* EXERCISE: Copy every one of the rows below verbatim, leaving each line unchanged.

* AVAILABLE DATA:

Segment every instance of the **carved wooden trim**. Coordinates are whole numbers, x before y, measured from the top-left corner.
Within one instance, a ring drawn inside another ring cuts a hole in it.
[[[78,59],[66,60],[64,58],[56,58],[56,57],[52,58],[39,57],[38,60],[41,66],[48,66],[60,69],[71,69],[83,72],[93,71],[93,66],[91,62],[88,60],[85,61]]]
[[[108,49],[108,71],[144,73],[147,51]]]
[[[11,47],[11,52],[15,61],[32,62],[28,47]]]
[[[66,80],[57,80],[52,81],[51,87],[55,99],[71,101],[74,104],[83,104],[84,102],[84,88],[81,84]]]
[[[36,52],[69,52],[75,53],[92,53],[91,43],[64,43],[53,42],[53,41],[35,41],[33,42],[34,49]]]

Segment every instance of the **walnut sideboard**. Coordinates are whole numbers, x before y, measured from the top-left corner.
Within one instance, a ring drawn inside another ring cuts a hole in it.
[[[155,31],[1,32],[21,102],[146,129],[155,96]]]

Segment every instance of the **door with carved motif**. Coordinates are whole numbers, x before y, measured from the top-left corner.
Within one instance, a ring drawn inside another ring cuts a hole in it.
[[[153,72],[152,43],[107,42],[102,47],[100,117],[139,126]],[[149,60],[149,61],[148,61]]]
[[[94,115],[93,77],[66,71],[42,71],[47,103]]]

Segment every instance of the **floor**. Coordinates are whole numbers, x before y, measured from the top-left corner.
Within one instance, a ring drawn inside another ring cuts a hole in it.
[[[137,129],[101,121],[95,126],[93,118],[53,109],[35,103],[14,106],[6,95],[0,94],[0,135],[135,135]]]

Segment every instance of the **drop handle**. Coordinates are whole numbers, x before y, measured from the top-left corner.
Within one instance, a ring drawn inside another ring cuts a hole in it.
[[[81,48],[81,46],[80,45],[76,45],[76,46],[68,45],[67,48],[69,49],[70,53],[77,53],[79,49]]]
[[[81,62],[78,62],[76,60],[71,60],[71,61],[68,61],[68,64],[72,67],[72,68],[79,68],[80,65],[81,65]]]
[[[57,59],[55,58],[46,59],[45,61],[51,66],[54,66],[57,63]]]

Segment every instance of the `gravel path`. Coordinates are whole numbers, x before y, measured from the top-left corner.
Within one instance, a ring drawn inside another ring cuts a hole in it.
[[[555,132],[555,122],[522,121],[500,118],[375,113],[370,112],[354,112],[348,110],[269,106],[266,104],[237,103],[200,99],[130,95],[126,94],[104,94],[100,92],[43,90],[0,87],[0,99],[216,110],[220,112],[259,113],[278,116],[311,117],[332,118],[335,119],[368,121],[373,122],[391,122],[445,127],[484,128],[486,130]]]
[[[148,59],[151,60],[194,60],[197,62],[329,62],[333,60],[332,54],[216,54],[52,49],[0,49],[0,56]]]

* TASK RESULT:
Segment every instance of the **carved wooden trim**. Coordinates are whole numbers, x before y, measured from the top-left corner.
Within one instance, a ring drawn inside another ring cuts a hole in it.
[[[78,59],[66,60],[64,58],[56,58],[56,57],[52,58],[39,57],[38,60],[41,66],[48,66],[60,69],[71,69],[83,72],[93,71],[93,66],[91,62],[88,60],[85,61]]]
[[[108,49],[108,71],[144,73],[147,51]]]
[[[11,47],[11,52],[15,61],[32,62],[28,47]]]
[[[66,80],[57,80],[52,81],[51,87],[55,99],[71,101],[74,104],[83,104],[84,102],[84,88],[81,84]]]
[[[36,52],[69,52],[75,53],[92,53],[91,43],[64,43],[53,42],[53,41],[35,41],[33,42],[34,49]]]

Segment every instance of the **walnut sideboard**. Coordinates are whole numbers, x before y, measured from the top-left corner.
Within one instance, a ring drawn inside another ring cuts a hole in it.
[[[155,31],[1,32],[21,102],[146,129],[155,96]]]

Segment every instance of the **door with carved motif**. Coordinates are whole numbers, x before y, measured from the top-left corner.
Within one instance, a ring drawn inside another ring cuts a hole in it.
[[[153,72],[152,43],[107,42],[102,47],[100,117],[139,126]],[[149,60],[149,61],[148,61]]]
[[[94,115],[93,77],[66,71],[42,71],[47,103]]]

Segment every instance of the **floor**. Coordinates are whole numbers, x before y, measured from the top-left corner.
Within one instance, a ring drawn inside another ring cuts a hole in it.
[[[137,129],[101,121],[95,126],[93,118],[53,109],[35,103],[14,106],[6,95],[0,94],[0,135],[135,135]]]

Segment every instance of the **drop handle**. Coordinates are whole numbers, x before y, measured from the top-left corner.
Within one instance, a ring drawn inside another ring cuts a hole in it.
[[[81,48],[81,46],[80,45],[76,45],[76,46],[68,45],[67,48],[69,49],[70,53],[77,53],[79,49]]]
[[[81,62],[78,62],[76,60],[71,60],[71,61],[68,61],[68,64],[72,67],[72,68],[79,68],[80,65],[81,65]]]
[[[57,59],[55,58],[46,59],[45,61],[51,66],[54,66],[57,63]]]

Segment every instance of the `gravel path`. Coordinates are whole numbers, x before y, measured from the top-left corner.
Within one instance, a ring drawn inside another ring cuts a hole in it.
[[[555,132],[555,122],[522,121],[500,118],[375,113],[370,112],[354,112],[348,110],[269,106],[266,104],[237,103],[200,99],[130,95],[126,94],[104,94],[100,92],[43,90],[0,87],[0,99],[216,110],[220,112],[259,113],[278,116],[311,117],[332,118],[335,119],[368,121],[373,122],[391,122],[445,127],[484,128],[486,130]]]
[[[148,59],[151,60],[194,60],[197,62],[329,62],[333,60],[332,54],[216,54],[52,49],[0,49],[0,56]]]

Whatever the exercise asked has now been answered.